Exercise goal
Give back each line of the data exactly.
(Beginning of Provided entries)
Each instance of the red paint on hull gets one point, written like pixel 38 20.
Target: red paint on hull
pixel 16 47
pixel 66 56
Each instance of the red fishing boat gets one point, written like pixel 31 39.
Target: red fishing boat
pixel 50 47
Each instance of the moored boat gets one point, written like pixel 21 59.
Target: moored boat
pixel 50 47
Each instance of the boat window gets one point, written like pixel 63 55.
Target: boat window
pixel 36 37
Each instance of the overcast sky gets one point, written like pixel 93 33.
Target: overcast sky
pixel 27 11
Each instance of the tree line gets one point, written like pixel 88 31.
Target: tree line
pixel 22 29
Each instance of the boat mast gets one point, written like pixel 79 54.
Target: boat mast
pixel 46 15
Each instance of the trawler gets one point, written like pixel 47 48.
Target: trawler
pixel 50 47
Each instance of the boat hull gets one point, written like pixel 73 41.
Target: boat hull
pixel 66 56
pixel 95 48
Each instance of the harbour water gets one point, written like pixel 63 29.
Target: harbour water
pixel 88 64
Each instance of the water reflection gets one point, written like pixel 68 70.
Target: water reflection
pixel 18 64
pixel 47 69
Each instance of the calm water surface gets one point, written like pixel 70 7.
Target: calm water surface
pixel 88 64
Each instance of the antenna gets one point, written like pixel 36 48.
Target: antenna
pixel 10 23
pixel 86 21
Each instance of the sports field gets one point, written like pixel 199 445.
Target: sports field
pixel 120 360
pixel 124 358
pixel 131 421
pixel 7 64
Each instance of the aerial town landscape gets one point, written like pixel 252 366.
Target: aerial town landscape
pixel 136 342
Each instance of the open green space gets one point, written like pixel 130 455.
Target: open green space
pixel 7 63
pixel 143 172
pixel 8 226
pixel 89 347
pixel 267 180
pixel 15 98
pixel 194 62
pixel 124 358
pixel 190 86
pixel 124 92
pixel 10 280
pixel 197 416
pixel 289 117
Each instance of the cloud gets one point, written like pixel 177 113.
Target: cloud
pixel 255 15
(End of Provided entries)
Reply
Each instance of the red paint on hull gets one point, written like pixel 38 20.
Target: red paint on hull
pixel 16 47
pixel 66 56
Each instance of the red fishing boat gets one point, written like pixel 31 39.
Target: red fishing boat
pixel 50 47
Each instance of the moored boat gets one point, written like pixel 21 59.
Target: moored boat
pixel 50 47
Each instance of the boat window gets one point, written like pixel 63 55.
Target: boat window
pixel 36 37
Each instance of the overcast sky gets one point, written like pixel 93 33.
Target: overcast sky
pixel 27 11
Each instance of the tree line gets one point, written like pixel 88 31.
Target: tree line
pixel 22 29
Each instance of the boat mast gets one point, written like pixel 79 54.
Target: boat mast
pixel 46 15
Each instance of the trawler gets one point, written like pixel 47 48.
Target: trawler
pixel 50 47
Each instance of the boat hull gets one point, written like pixel 73 41.
Target: boat hull
pixel 66 56
pixel 95 48
Each instance of the harbour water gets one point, written like pixel 63 29.
Target: harbour water
pixel 88 64
Each instance of the water reflection gets one point, written like pixel 68 70.
Target: water reflection
pixel 18 64
pixel 47 69
Each instance of the calm water surface gets one point, written like pixel 70 7.
Target: calm water surface
pixel 88 64
Each instance of the antenna gets one point, written like pixel 36 48.
Target: antenna
pixel 10 23
pixel 86 21
Each instance of the sports field gets one point, written like pixel 199 445.
Target: sports field
pixel 120 360
pixel 124 358
pixel 131 421
pixel 7 64
Each instance of the aerial town landscape gets one point, written like pixel 252 366.
Target: aerial town landscape
pixel 136 342
Each instance of the open green space gets one point, written like pixel 130 455.
Target: open green space
pixel 7 63
pixel 143 172
pixel 8 226
pixel 89 347
pixel 267 180
pixel 15 98
pixel 194 62
pixel 124 358
pixel 190 86
pixel 124 92
pixel 10 280
pixel 197 416
pixel 289 117
Each instance of the cloud gets one point, written like pixel 177 113.
Target: cloud
pixel 255 15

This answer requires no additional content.